#### Required action
Copy out the listing again, beginning with the line that contains "The format uses" and continuing through the line that contains "positive clicks: (549, 1487)".

#### Given information
= = =
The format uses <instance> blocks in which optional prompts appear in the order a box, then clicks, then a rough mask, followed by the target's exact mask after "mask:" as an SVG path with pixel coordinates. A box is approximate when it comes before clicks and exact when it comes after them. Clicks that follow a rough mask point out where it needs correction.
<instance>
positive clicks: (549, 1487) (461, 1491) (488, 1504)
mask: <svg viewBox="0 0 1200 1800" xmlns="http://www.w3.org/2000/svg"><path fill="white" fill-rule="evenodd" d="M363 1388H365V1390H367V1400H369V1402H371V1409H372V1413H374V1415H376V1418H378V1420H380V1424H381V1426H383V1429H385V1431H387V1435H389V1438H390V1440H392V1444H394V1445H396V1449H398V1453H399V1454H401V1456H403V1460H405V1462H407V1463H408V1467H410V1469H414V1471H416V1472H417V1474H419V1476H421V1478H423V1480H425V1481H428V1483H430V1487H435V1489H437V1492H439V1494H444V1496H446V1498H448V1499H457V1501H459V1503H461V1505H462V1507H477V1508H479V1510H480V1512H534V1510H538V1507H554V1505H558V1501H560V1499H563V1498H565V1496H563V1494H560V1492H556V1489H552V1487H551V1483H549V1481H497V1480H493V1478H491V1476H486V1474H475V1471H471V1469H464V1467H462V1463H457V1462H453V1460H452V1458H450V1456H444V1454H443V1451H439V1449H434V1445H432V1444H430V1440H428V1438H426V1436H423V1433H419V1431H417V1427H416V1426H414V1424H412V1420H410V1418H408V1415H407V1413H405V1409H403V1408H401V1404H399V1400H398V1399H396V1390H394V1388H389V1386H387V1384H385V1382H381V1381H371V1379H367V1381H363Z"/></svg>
= = =
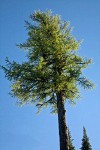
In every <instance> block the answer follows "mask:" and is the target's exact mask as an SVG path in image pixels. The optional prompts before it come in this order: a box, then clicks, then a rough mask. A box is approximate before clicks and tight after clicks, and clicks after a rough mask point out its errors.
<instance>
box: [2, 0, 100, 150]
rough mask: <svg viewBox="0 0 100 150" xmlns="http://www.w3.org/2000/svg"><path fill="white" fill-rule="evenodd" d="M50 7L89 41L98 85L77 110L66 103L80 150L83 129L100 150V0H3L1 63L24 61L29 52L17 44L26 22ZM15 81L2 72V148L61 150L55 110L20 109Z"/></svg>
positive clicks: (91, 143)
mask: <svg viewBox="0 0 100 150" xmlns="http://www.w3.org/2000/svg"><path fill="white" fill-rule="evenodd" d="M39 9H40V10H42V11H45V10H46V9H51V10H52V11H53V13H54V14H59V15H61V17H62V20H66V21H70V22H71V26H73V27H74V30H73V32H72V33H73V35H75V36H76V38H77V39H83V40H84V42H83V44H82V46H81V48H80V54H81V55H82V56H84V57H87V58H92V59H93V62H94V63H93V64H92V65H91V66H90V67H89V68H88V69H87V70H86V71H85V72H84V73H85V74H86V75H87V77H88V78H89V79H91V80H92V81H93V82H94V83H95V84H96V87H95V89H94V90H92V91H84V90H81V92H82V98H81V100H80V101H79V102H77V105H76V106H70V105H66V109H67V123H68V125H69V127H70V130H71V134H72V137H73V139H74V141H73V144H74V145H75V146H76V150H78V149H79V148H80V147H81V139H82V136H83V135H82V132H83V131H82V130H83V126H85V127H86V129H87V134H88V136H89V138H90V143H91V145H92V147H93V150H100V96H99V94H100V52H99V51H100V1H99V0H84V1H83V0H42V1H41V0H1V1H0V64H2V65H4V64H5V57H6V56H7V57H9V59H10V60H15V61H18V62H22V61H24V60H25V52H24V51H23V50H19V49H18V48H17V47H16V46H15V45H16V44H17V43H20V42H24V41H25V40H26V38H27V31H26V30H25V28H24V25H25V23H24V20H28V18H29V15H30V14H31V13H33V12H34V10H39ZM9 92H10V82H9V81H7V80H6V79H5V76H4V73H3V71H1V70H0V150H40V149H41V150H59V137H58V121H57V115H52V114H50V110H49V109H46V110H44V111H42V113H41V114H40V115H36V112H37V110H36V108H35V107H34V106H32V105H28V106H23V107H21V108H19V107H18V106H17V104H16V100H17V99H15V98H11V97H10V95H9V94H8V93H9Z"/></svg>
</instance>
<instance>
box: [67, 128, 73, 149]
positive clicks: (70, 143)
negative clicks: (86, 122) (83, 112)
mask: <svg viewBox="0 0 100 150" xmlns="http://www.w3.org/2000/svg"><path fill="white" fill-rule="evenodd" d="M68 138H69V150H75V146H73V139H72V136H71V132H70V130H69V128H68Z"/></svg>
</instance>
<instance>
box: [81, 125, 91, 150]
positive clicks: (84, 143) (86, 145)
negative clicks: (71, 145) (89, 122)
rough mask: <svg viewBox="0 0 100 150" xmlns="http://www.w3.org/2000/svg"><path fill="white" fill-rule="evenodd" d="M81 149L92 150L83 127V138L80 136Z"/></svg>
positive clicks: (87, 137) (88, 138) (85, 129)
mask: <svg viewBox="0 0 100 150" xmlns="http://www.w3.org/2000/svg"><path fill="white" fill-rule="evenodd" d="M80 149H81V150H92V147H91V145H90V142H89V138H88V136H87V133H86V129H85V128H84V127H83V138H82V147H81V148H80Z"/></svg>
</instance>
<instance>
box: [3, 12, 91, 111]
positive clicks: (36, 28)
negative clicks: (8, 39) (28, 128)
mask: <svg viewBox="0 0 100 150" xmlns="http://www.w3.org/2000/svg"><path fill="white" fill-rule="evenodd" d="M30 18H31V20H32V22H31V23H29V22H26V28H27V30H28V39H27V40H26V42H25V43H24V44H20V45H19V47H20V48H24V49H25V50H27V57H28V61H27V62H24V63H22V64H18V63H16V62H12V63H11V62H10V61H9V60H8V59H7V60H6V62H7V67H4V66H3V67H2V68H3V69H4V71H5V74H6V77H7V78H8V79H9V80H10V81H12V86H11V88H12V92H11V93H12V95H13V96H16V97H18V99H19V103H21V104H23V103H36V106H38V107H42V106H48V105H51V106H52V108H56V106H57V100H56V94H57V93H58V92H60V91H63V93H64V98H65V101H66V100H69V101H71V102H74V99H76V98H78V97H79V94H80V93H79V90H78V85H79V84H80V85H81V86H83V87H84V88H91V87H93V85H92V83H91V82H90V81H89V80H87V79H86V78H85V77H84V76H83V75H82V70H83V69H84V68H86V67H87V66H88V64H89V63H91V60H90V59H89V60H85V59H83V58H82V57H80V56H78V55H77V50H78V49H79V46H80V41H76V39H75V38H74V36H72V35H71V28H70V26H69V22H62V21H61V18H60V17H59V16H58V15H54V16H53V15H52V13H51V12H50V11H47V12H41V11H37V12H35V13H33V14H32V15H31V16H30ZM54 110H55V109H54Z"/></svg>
= = =
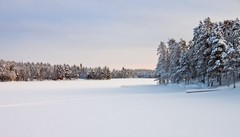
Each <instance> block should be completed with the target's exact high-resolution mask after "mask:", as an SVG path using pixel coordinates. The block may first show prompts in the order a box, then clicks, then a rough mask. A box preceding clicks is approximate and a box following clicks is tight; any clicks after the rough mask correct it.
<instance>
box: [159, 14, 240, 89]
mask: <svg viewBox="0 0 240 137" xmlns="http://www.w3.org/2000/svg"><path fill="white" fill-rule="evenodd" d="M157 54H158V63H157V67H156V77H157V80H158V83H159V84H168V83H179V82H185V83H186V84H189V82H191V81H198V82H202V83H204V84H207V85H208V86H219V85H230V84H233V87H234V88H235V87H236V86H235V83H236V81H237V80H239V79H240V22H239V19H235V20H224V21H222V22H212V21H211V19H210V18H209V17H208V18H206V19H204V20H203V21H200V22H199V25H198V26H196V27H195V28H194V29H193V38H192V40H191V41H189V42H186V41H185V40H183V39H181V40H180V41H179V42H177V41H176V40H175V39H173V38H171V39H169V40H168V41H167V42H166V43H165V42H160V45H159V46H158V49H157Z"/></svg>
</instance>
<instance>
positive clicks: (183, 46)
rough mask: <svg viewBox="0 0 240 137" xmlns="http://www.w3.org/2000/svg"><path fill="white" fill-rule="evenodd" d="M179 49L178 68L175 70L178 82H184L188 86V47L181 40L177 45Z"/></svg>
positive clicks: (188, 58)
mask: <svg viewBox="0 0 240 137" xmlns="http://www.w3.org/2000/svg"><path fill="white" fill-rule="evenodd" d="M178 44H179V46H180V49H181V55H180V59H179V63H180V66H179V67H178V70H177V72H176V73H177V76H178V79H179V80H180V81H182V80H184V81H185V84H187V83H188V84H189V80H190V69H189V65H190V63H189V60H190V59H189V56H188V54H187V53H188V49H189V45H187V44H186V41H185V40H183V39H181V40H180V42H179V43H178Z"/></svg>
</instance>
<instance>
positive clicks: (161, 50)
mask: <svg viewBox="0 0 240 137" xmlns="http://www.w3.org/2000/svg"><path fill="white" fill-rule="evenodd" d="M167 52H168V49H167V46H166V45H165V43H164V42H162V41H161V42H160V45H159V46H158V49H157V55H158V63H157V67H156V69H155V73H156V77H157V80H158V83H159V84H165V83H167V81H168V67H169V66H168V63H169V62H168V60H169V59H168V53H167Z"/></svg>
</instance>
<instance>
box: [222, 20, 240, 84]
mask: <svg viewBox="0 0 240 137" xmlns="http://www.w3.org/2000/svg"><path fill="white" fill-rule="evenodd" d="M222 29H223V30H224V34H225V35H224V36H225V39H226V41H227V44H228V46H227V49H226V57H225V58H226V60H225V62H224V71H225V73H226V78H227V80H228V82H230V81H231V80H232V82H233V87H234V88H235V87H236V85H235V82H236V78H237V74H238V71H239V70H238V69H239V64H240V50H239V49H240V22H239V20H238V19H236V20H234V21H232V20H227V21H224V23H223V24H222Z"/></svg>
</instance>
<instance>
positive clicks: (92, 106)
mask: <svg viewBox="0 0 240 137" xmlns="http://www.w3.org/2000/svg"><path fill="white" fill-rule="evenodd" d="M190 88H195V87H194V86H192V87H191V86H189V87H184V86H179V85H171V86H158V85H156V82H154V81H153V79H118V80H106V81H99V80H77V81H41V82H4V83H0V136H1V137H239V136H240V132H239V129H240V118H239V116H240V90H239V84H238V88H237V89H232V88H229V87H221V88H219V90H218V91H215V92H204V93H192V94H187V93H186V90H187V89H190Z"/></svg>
= = =
#### Result of the exercise
The format uses <instance> blocks in which optional prompts appear in the order a box, then clicks, then a rough mask, followed by the target's exact mask after "mask:" as an SVG path with pixel coordinates. A box is approximate when it comes before clicks and exact when it comes after them. Clicks that follow a rough mask point out where it needs correction.
<instance>
positive clicks: (549, 1487) (461, 1491) (488, 1504)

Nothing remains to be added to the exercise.